[Problem statement] Output the lines of the material below as a numbered list, starting at the line that contains "# point at: mandrill's face" and ending at the line that contains "# point at: tractor", with both of those lines included. Leave out blank lines and pictures.

[Object position labeling entries]
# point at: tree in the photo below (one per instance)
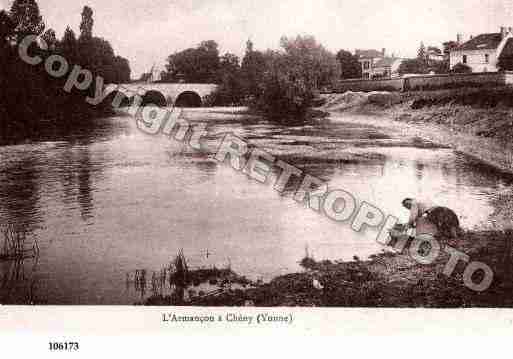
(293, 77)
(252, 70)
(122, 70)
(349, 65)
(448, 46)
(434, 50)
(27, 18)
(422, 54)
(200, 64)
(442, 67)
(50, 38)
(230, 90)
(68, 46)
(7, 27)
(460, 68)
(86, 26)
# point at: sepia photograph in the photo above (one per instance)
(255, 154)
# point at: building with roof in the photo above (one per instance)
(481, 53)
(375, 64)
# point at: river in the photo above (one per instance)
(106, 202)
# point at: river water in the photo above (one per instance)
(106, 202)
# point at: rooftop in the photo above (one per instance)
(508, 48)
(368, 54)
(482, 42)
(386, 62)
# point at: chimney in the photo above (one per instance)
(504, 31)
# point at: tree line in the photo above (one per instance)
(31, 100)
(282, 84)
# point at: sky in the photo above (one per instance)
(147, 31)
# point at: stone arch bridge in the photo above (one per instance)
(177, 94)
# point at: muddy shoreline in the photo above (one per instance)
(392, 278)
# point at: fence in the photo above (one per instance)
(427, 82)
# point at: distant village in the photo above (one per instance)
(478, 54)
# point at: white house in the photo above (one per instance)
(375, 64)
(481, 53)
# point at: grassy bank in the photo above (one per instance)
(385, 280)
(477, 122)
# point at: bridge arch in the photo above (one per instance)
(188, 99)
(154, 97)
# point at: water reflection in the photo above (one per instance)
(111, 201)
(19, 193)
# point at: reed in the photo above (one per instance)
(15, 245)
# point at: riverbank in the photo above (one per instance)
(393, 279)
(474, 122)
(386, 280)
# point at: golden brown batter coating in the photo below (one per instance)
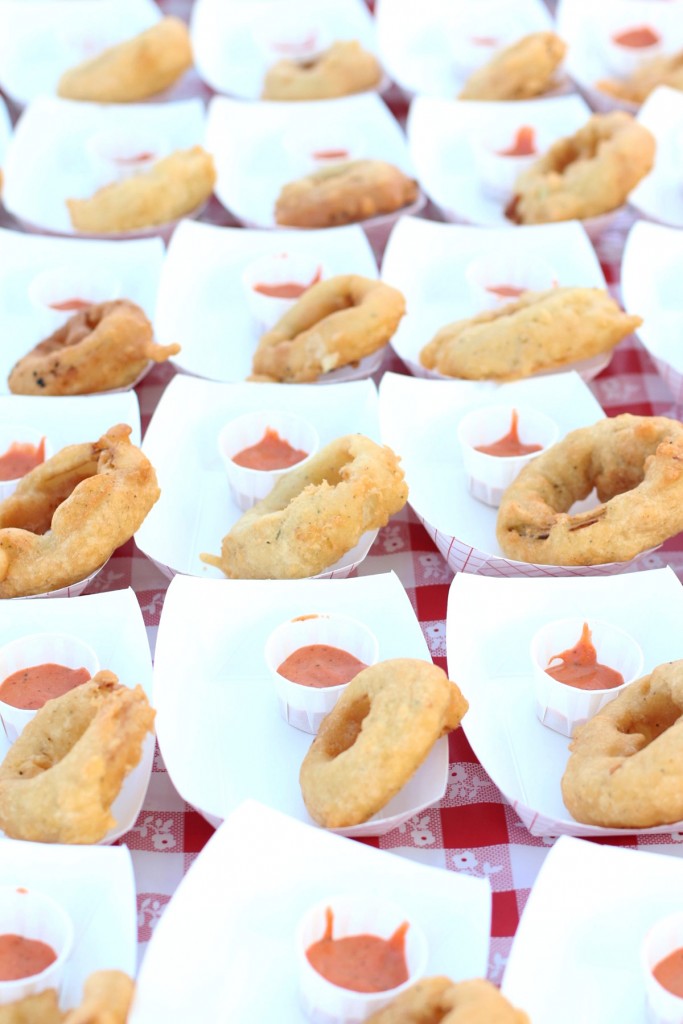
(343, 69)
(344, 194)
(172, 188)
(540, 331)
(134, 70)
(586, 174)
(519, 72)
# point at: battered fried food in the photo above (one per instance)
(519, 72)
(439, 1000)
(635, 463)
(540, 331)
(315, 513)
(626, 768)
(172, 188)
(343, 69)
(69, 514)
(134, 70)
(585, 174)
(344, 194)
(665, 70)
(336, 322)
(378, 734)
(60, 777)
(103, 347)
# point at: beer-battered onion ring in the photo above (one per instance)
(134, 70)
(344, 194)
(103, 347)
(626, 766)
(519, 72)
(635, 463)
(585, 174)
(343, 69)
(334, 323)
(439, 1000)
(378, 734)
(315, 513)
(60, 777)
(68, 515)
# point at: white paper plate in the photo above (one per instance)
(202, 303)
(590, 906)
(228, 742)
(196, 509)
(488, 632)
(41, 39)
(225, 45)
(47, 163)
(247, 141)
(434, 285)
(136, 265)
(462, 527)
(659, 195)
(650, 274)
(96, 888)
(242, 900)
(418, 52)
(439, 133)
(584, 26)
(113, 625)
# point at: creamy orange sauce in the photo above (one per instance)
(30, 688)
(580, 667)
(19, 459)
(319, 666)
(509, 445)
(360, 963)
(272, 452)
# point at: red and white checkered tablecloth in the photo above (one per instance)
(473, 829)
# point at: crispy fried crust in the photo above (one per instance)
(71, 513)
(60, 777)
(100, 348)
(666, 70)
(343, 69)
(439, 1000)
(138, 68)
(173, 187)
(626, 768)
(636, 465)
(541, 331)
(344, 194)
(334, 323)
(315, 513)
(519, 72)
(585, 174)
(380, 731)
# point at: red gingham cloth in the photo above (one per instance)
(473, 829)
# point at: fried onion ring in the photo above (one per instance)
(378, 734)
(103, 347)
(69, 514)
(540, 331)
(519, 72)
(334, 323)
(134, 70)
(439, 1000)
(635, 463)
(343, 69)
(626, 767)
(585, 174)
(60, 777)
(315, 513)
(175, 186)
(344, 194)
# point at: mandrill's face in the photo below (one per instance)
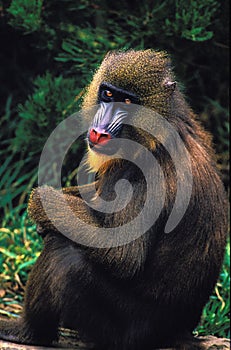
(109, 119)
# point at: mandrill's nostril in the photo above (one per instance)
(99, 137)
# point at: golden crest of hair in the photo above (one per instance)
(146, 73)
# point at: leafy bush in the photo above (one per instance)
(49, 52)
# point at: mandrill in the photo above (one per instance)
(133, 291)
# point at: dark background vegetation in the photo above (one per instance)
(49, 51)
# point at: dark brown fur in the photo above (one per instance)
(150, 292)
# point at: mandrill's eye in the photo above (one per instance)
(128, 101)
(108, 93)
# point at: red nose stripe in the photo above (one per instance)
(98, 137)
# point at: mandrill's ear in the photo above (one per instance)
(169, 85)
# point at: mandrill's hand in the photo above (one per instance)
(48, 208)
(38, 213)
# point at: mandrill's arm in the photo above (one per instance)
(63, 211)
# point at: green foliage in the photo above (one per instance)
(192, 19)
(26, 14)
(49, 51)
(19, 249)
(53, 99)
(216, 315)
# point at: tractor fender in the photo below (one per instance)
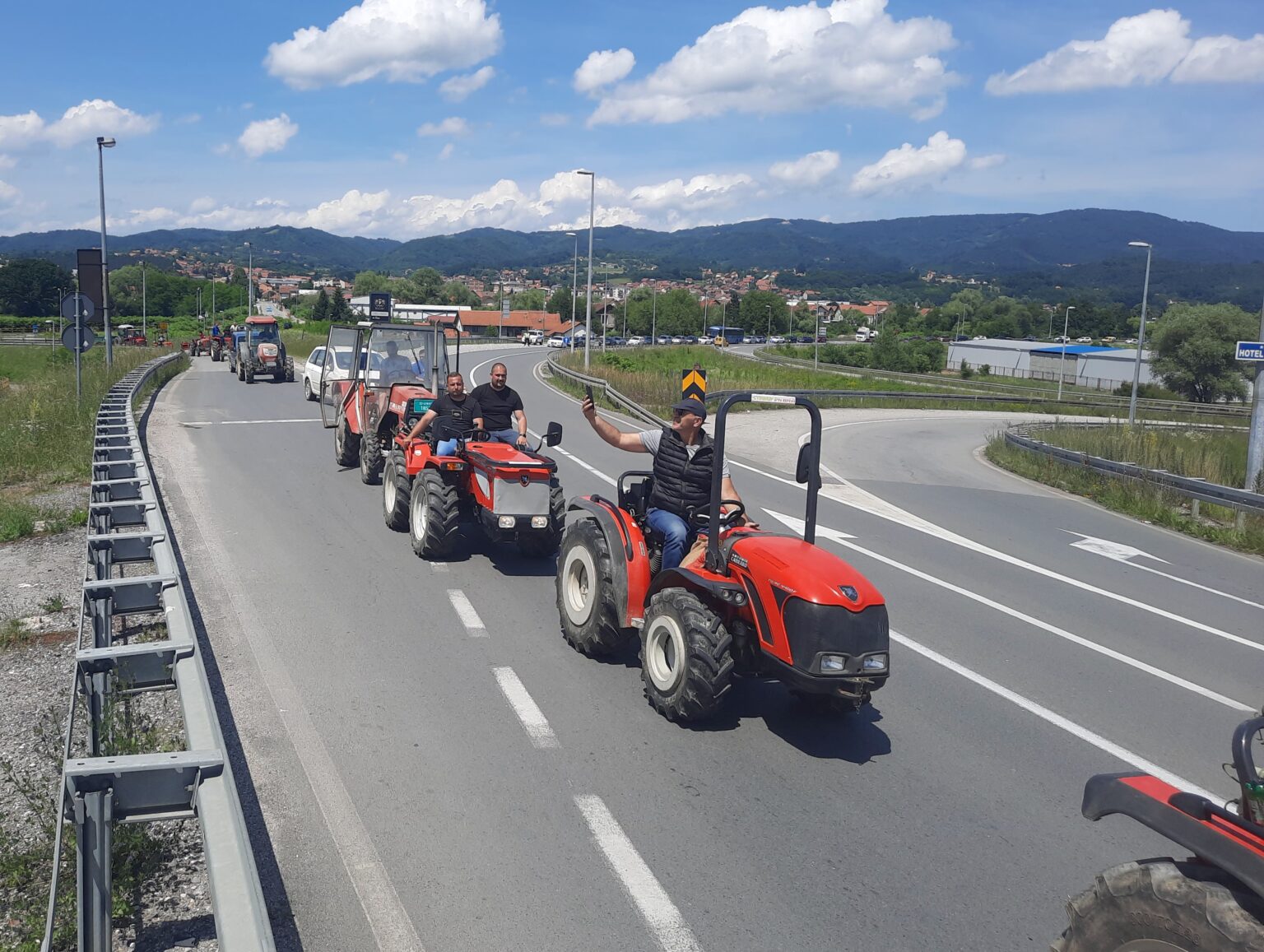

--

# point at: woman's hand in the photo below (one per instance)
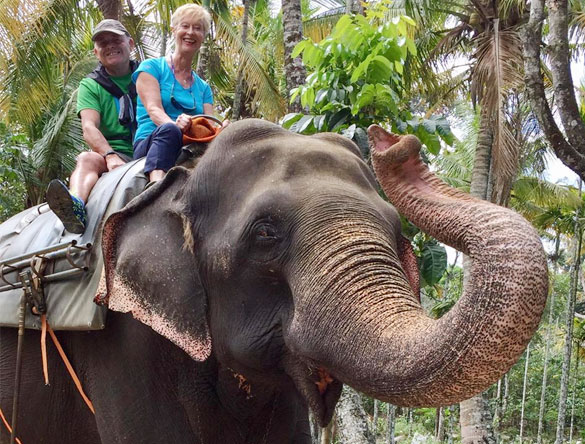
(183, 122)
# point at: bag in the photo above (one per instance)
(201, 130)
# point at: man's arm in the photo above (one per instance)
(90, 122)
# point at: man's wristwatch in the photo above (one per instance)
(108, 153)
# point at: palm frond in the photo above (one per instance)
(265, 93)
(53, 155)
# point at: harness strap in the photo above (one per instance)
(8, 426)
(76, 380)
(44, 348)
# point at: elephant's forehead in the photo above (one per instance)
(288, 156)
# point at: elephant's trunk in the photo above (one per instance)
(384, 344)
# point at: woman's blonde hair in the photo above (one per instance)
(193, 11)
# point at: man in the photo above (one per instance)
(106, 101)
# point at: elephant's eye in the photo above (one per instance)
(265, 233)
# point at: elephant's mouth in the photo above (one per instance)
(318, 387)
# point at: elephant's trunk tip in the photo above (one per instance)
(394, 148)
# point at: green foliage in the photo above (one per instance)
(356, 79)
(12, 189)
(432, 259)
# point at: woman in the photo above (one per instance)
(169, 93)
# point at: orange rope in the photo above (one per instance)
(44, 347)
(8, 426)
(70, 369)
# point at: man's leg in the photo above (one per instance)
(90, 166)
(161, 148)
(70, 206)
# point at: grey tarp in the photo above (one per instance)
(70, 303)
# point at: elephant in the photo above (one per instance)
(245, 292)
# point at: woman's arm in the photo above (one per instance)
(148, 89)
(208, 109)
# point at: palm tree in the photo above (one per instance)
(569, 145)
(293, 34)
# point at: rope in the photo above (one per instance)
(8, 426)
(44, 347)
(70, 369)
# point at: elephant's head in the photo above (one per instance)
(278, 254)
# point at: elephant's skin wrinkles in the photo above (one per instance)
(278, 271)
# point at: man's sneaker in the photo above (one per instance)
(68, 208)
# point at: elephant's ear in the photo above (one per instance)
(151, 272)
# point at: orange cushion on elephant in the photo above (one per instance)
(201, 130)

[The answer]
1. # point at: mandrill's face in the photo below (one per instance)
2. (109, 119)
3. # point at: mandrill's nostril in the photo above (one per instance)
4. (99, 137)
5. # point at: golden crest of hair in the photo above (one per instance)
6. (146, 73)
7. # point at: leafy bush in the photo above (one per instance)
8. (49, 52)
9. # point at: mandrill in the photo above (one per instance)
10. (133, 291)
11. # point at: dark background vegetation in the photo above (one per instance)
12. (49, 51)
13. # point at: dark brown fur in the photo above (one per instance)
14. (150, 292)
15. # point at: mandrill's eye in the photo above (one per instance)
16. (128, 101)
17. (108, 93)
18. # point at: red nose stripe in the photo above (one per instance)
19. (98, 137)
20. # point at: mandrill's ear in the photo above (one per instance)
21. (169, 85)
22. # point at: mandrill's hand in the photo above (one per instance)
23. (48, 208)
24. (38, 213)
25. # point at: mandrill's arm in the photo above (one per instance)
26. (63, 211)
27. # point at: green foliage in the photo above (one per instance)
28. (192, 19)
29. (26, 14)
30. (49, 51)
31. (19, 249)
32. (53, 99)
33. (216, 315)
34. # point at: tractor fender in the photo below (one per instance)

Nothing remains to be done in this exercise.